> [EXERCISE INPUT]:
******
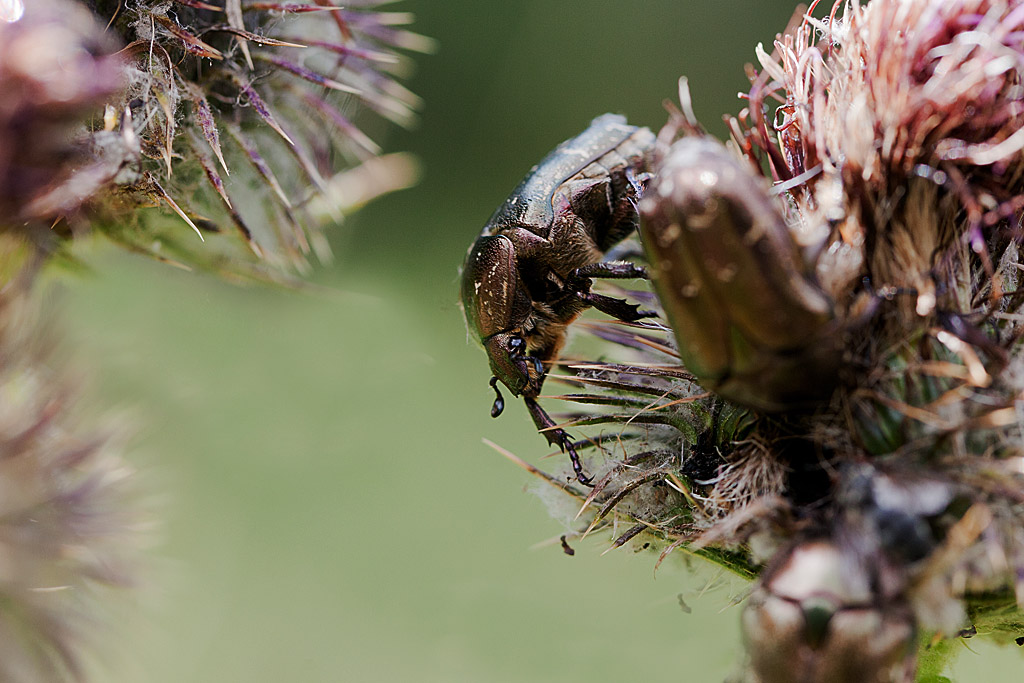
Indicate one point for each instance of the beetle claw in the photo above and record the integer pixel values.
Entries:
(557, 436)
(617, 308)
(499, 404)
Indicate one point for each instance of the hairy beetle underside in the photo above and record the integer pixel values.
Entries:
(829, 401)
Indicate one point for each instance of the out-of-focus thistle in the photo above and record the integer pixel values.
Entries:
(842, 289)
(69, 519)
(53, 76)
(239, 117)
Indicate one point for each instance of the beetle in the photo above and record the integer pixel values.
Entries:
(750, 321)
(528, 273)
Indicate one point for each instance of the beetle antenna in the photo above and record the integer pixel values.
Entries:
(499, 404)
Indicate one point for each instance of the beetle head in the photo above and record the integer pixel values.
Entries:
(511, 366)
(497, 304)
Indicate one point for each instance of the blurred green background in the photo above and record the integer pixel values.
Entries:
(328, 509)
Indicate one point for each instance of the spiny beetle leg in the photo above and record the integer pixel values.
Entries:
(617, 308)
(556, 437)
(615, 269)
(499, 406)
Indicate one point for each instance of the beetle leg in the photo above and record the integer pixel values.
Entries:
(499, 404)
(610, 269)
(556, 436)
(617, 308)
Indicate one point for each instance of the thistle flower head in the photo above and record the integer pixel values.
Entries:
(68, 520)
(55, 72)
(837, 379)
(245, 118)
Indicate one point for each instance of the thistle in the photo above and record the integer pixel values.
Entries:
(241, 119)
(829, 403)
(70, 520)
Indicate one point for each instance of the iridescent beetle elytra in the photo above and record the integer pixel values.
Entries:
(527, 275)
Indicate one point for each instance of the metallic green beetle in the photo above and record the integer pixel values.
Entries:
(528, 274)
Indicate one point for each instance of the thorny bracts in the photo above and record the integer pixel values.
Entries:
(236, 117)
(833, 404)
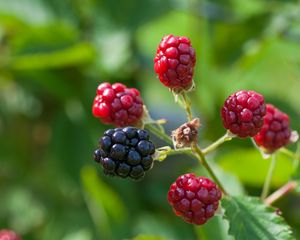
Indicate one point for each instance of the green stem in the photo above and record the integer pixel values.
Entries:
(227, 137)
(159, 133)
(289, 153)
(200, 156)
(267, 184)
(180, 151)
(187, 106)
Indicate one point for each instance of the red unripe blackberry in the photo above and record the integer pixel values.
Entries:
(8, 235)
(174, 62)
(118, 105)
(125, 152)
(275, 132)
(195, 199)
(243, 112)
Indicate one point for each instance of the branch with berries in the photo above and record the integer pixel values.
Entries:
(128, 152)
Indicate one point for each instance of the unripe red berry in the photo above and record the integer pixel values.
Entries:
(243, 112)
(195, 199)
(8, 235)
(275, 132)
(118, 105)
(174, 62)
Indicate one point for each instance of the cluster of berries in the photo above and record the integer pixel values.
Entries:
******
> [YOUR OBJECTIVE]: Copy out all of the items above word for word and point for point, keeping their order. Leave out the pictures.

> [ANSWER TO THE PROBLEM]:
Indicate one point for each instance of the beetle claw in the photo above and record the integer pixel values.
Entries:
(557, 436)
(617, 308)
(499, 404)
Indicate one point for each instance of the hairy beetle underside in the photo above and record the integer pixel values.
Entries:
(829, 401)
Indicate one point for each instance of the out-of-focus thistle in the photo above and record the integer pixel values.
Entries:
(842, 289)
(69, 519)
(53, 76)
(239, 117)
Indicate one point for each instance of the beetle in the photo above and record the integer pixel values.
Entries:
(750, 321)
(528, 273)
Indicate one point for each instance of the beetle antenna in the photo above and record the integer pixel values.
Entries:
(499, 404)
Indicate one point for each instance of the beetle head in the photo above and record the integer pixel values.
Entries:
(511, 366)
(497, 304)
Indicate one point for each instance of the blurred green background in the photo above and record the integer pixel values.
Entries:
(328, 509)
Indicate one point for each instance of the spiny beetle leg in the photo above and record the integer pixel values.
Entries:
(617, 308)
(556, 437)
(615, 269)
(499, 406)
Indicate one point for each instance of the beetle leg in the photo above and record the integer pixel values.
Entries:
(499, 404)
(610, 269)
(556, 436)
(617, 308)
Indicate one point for each instance of the thistle flower head in the photo above and record the integer pixel values.
Entries:
(68, 520)
(55, 72)
(837, 379)
(245, 118)
Indicate one point for each instance of the thistle in the photo above and record the integer pixel values.
Entries:
(241, 119)
(829, 403)
(70, 520)
Indicate one point for each instance of the iridescent beetle elytra in the photo above and record the integer pixel values.
Entries:
(527, 275)
Indicate one point for each instance of the metallic green beetle in the photo above and record the integer pixel values.
Entries:
(528, 274)
Indicate one point for each instance of the thorny bracts in the photo above and record the integer pixel values.
Entries:
(236, 117)
(833, 404)
Indicate one point for each instance of the green stem in the photo above and record the integer pixel values.
Entries:
(227, 137)
(159, 133)
(289, 153)
(200, 156)
(267, 184)
(180, 151)
(187, 106)
Indicate one point for each instance of the red unripe blackberry in the photo above and record the integer pixel values.
Entries:
(8, 235)
(174, 62)
(118, 105)
(125, 152)
(275, 132)
(195, 199)
(243, 112)
Indicate one point for each instance of the branch with berries in the photo above and record the integer pixel values.
Entries:
(128, 152)
Indicate one point for each instance of the unripe red berry in the photo above and record the integer pixel values.
Entries:
(243, 112)
(195, 199)
(8, 235)
(275, 132)
(118, 105)
(174, 62)
Indicate one point for each instance of the cluster of berries in the photo above and record the integer pixel values.
Entries:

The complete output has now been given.